### Selected excerpt
────────────────────
= Professional Order (Portugal) =

A Professional Order (Ordem), more generically known as a professional public association (associação pública profissional) is, in the Portuguese legal system, a public entity with an associative structure representing a profession that should be subject to control of access and exercise. The Order is also responsible for the elaboration of specific technical and deontological norms and has an autonomous disciplinary regime by imperative of tutelage, in the pursue of public interest.

== General Principles ==
The establishment of professional Order is exceptional and can only take place when its purpose is to safeguard a public interest of particular importance that the State cannot directly ensure. Its creation must be adequate, necessary and proportionate to regulate the legal property to be protected, and to respect to professions that should be subject to it.

All Orders are legal persons governed by public law and each regulated profession can only correspond to one Order. Nevertheless, the same Order may represent more than one profession, provided that they all have a common technical or scientific basis.

== Incorporation of an Order ==
Orders are incorporated by law, therefore incorporation of an Order starts with a bill tabled by the Assembly of the Republic and approved by the President of the Republic.

The creation of new Order is always preceded by an independent study on its need to achieve the public interest and their impact on the regulation of the profession. The study also involves the hearing of the existing professional associations and a public consultation.
────────────────────
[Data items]
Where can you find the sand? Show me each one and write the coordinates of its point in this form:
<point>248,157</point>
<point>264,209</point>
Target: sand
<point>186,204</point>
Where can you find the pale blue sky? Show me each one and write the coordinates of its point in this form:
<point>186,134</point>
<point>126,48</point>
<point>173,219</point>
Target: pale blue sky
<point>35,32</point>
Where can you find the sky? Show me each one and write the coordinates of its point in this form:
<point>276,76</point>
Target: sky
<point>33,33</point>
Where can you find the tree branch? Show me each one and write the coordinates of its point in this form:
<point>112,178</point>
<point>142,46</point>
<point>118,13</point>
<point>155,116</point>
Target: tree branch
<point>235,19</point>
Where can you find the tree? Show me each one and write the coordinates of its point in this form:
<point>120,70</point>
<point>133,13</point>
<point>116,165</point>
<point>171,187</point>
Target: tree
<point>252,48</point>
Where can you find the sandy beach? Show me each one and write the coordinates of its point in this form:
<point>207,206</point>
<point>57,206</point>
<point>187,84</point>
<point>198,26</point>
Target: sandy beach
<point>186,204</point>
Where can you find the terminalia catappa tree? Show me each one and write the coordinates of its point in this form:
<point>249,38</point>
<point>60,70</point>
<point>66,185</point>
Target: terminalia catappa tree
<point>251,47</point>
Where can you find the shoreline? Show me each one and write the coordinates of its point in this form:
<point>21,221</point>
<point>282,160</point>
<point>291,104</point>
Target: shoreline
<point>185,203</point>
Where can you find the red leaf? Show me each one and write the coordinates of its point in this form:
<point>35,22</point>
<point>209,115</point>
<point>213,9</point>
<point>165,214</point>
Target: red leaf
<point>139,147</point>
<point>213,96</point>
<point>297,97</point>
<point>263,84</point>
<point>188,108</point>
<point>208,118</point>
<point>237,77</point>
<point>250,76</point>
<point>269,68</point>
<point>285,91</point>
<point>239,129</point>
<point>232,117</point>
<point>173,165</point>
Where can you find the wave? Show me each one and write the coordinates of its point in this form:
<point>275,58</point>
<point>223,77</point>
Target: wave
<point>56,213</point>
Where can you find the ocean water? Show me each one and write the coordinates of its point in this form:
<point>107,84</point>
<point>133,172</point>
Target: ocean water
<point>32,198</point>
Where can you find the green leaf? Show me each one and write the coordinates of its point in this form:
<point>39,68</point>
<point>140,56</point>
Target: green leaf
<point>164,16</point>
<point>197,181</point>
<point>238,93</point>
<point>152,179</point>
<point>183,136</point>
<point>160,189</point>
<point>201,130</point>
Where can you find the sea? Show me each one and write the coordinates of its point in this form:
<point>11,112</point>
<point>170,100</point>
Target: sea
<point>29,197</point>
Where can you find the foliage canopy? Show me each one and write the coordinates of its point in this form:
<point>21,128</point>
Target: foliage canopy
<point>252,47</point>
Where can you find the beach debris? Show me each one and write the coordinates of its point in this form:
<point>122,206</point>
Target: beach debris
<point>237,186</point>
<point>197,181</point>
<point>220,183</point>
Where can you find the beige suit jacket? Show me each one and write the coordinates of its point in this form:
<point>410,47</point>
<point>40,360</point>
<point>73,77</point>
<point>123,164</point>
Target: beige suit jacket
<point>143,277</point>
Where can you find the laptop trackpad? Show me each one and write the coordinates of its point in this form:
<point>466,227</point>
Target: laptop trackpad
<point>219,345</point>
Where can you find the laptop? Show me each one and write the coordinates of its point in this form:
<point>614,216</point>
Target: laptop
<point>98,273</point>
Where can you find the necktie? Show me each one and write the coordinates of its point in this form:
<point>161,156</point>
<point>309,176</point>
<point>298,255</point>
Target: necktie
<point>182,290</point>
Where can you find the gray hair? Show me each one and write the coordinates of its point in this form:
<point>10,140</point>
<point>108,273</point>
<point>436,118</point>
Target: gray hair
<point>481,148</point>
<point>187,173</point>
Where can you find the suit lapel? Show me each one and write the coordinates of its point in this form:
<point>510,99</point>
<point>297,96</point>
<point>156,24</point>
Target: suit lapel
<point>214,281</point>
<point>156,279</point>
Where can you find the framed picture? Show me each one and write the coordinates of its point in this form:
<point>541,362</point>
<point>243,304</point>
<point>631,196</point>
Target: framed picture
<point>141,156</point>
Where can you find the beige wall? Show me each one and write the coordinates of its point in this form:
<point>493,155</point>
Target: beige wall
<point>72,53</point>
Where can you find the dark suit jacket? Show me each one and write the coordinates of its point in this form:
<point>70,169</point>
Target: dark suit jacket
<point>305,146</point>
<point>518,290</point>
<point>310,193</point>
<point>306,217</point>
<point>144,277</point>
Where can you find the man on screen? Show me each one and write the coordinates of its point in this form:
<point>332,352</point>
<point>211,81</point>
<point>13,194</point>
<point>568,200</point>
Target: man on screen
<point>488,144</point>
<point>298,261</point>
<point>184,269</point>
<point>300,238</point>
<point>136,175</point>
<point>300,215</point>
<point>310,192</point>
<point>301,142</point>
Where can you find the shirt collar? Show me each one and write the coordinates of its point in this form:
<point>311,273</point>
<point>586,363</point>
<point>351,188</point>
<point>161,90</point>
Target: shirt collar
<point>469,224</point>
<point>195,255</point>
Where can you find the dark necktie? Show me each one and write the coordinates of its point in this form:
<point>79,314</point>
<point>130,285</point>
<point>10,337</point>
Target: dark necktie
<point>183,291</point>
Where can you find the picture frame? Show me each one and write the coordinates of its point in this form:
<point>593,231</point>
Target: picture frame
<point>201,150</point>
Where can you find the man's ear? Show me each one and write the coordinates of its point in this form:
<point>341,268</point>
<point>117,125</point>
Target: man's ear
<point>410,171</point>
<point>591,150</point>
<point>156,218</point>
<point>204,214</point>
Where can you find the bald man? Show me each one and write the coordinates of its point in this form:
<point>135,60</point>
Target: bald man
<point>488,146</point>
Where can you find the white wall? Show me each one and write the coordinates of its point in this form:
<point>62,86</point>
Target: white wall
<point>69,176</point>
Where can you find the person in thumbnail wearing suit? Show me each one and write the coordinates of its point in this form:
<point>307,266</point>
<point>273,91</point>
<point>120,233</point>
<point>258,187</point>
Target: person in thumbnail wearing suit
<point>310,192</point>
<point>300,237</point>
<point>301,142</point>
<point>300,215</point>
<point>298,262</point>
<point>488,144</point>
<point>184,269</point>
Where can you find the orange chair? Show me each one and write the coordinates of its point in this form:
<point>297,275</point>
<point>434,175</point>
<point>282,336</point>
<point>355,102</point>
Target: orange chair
────────────────────
### Problem requirements
Pick up the article on professional orders in Portugal and continue it from the end of its last sentence. The entries play no part in this work.

### Task output
== Denomination ==
Under the law, the term Order (in Portuguese: Ordem) is to be used only when the exercise of the regulated professions depends on the prior attainment of a bachelor's degree or higher. Should the profession depend on the attainment of any other degree, the association is to be called a Chamber (in Portuguese: Câmara).

== Colleges, Mace-Bearers and Symbols ==
Orders can be internally subdivided into specialized colleges (in Portuguese: Colégios das Especialidades), which group different areas of expertise within the Profession. For example, the Order of Biologist has four specialized colleges that group four major fields: the college of Environment, the college of Biotechnology, the college of Education, and the college of Human Biology and Health.

The President of an Order has the title of Mace-Bearer (in Portuguese: Bastonário).

In accordance to Portuguese Law, Orders are entitles to their symbols, chains of office and flags. Under these prerogatives, most Orders, namely the oldest ones have adopted as their symbols, coat or arms, such is the case of the: Order of the Medical Doctors, the Order of the Engineers, the Order of the Engineering Technicians, the Order of the Economists and the Order of the Veterinarians.

The Order of the Nurses had adopted and heraldic badge, while the remaining Orders have adopted logos.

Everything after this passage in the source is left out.